====== Text block
For me, this myth about the Resurrection of Christ is the most disturbing. My negative feelings toward it do not come from its viability, but from two things: 1) tt provides an incredibly effective sound bite that can quickly bring about severe doubt in believers who have never examined the claim, even though 2) it is about the most easily dismissible fable concerning the Resurrection of Christ.

I ran into a distraught Christian the other day who told me her faith was in a tailspin due to this tale. She simply did not know how to respond, and felt like her faith was losing is grounding. Many “Internet atheists” love this argument. I don’t know whether they have ever looked into it themselves (I have to believe they have not), but it is blindly and irresponsibly replicated in blogs, videos, and atheistic evangelism (yes, there is such a thing!) slogans.


1. It is rejected by the scholarly world

Most people don’t realize that this theory was first presented in the late 19th century. It gained some traction, as it was the “new kid on the block” for dismissing the Resurrection of Christ in favor of a naturalistic worldview. However, the scholarly world (conservative and liberal alike) dropped it in the early twentieth century, and now considers it a non-issue.

As Mettinger writes in The Riddle of the Resurrection,

“There is, as far as I am aware, no prima facie evidence that the death and resurrection of Jesus is a mythological construct, drawing on the myths and rites of the dying and rising gods of the surrounding world.” (221)

Again, it has been “resurrected” of late by the quick and easy proliferation that media outlets and the Internet provide. Normally, the “special pleading” is required by the atheist who either has never studied this subject in any depth and/or does not want you to.

Now, of course, its general rejection in the world of scholarship does not mean that one should dismiss it, but it does give one pause as to why, with no recent discoveries of new evidence, this theory is showing is face once again.

2. The evidence does not support it

The primary reason why we can reject the idea that Christianity borrowed from ancient mystery religions is that, upon examination, the parallels simply are not there. Of course there is always some borrowing from the culture of the day for liturgical or cultural reasons, but when it comes to the key doctrines of Christianity–especially the death, burial, and Resurrection of Christ—the so-called parallels are not very striking.

For example, Mithra is said to be a figure that was born of a virgin and was resurrected from the dead. However, the truth is that he was born of a rock (maybe the rock was a virgin?) and there is no record of his death, much less resurrection.

Baal is said to be a parallel figure. However, this is an incredible stretch. Baal, the god of thunder and rain, was taunted by his brother Mot, the god of the underworld, to come fight him. When Baal finally conceded, he was trapped by Mot, but later released to produce the rain again. This in no way parallels the claims of Christianity.
============
====== Given records
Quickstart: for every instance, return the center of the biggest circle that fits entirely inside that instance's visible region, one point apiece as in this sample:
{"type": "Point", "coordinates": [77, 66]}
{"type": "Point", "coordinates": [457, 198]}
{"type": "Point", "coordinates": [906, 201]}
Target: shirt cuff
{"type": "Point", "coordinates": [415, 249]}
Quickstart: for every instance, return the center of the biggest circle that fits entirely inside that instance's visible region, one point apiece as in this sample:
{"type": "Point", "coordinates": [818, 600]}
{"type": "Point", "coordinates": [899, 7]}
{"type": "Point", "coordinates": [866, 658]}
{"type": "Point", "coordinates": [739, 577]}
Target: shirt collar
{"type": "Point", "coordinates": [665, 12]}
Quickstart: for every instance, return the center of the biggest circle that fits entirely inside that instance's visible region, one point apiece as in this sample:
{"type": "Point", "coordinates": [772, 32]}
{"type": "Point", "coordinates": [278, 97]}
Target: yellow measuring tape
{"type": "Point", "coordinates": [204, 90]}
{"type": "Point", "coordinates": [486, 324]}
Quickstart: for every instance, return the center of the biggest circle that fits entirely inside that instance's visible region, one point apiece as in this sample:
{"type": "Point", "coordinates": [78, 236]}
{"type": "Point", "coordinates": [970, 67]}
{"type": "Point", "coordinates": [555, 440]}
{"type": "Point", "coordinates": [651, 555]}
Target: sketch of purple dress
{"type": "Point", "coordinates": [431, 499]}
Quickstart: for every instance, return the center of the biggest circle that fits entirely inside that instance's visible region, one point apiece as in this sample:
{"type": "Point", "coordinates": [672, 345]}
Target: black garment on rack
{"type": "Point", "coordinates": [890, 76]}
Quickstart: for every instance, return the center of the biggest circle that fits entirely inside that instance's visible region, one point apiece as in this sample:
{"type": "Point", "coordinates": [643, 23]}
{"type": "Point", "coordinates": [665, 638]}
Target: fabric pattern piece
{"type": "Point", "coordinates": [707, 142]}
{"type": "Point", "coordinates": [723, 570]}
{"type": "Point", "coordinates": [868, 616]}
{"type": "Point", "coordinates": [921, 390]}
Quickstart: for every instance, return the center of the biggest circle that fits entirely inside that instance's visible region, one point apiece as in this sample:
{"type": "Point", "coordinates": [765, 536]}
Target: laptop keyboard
============
What is asked
- A) Decide whether each statement below agrees with the text on the Resurrection myth, answering yes or no and quoting the words of the text that decide it. (i) The theory was first presented in the late 19th century. (ii) According to the text, Mithra was born of a virgin. (iii) The text names Baal as the god of the underworld.
- B) Continue the text on the Resurrection myth from the point where it ends.

Task-by-task results
- A)
(i) Yes: "this theory was first presented in the late 19th century."
(ii) No: "the truth is that he was born of a rock"
(iii) No: "Baal, the god of thunder and rain, was taunted by his brother Mot, the god of the underworld"

- B)
Osiris, whose body was cut into 14 pieces, is put back together by Isis (with one missing piece). He then becomes god of the netherworld. This relates to the Christ story how?
Attis’ and Adonis’ “resurrection” stories do not appear until a hundred years after Christ. Heck, it might be better to say that these stories copied from Christianity!
On and on we could go. What we end up finding is that the so-called parallel stories are either not parallel at all, or they post-date Christianity.
3. Even if there are parallels, they does not weaken the evidence for Christ’s Resurrection
Let us grant the parallels for a moment. Let us say that there are many ancient myths that pre-date Christianity and provide striking parallels. My response is, “so what?” My belief in Christ is not based on the uniqueness of his story. Even Justin Martyr argued this way in the early Church. He actually expected Satan to attempt to counterfeit Christianity. But this does not deal with the historic evidence for the resurrection of Christ.
We do not believe in Christ because he presents the most unique story we have ever heard. Uniqueness is not evidence for truth. We believe it because it is a historic event that is falsifiable. There are times, dates, people, multiple early attestations, and all the historic markers we would want and expect if the Resurrection of Christ were true and intellectually binding. All these “parallel” stories have none of these characteristics, as the history is late and vague. They are myths and fall into the myth genre, not because we simply want that label on them, but because they have no historic verification.
Here is how I encourage Christians to respond to this objection to the resurrection:
1. Let those who make such claims know that the mystery religions do nothing to discredit the historic evidence of Jesus. This may avoid endless time-consuming debates.
2. Then ask them to give specific evidence for their claims. Do not let anyone get away with broad statements that have no backing. Ask this person which myth they think relates to the Resurrection and have them read the text with you. Make sure you discuss the date of the text as well. I guarantee that nine times out of ten, the person will reveal that he has not ever actually read the myth stories for himself. Remember, we have our historic evidence. The burden is on the one who claims the parallel to put forward theirs.
3. Get the Credo course by Gary Habermas (The Historicity of the Resurrection) to prepare for these objections. He has many class session that deal with these so-called parallels.
In all of this, do not take my word for it. Get your hands dirty and do some research. It does not take much for this issue.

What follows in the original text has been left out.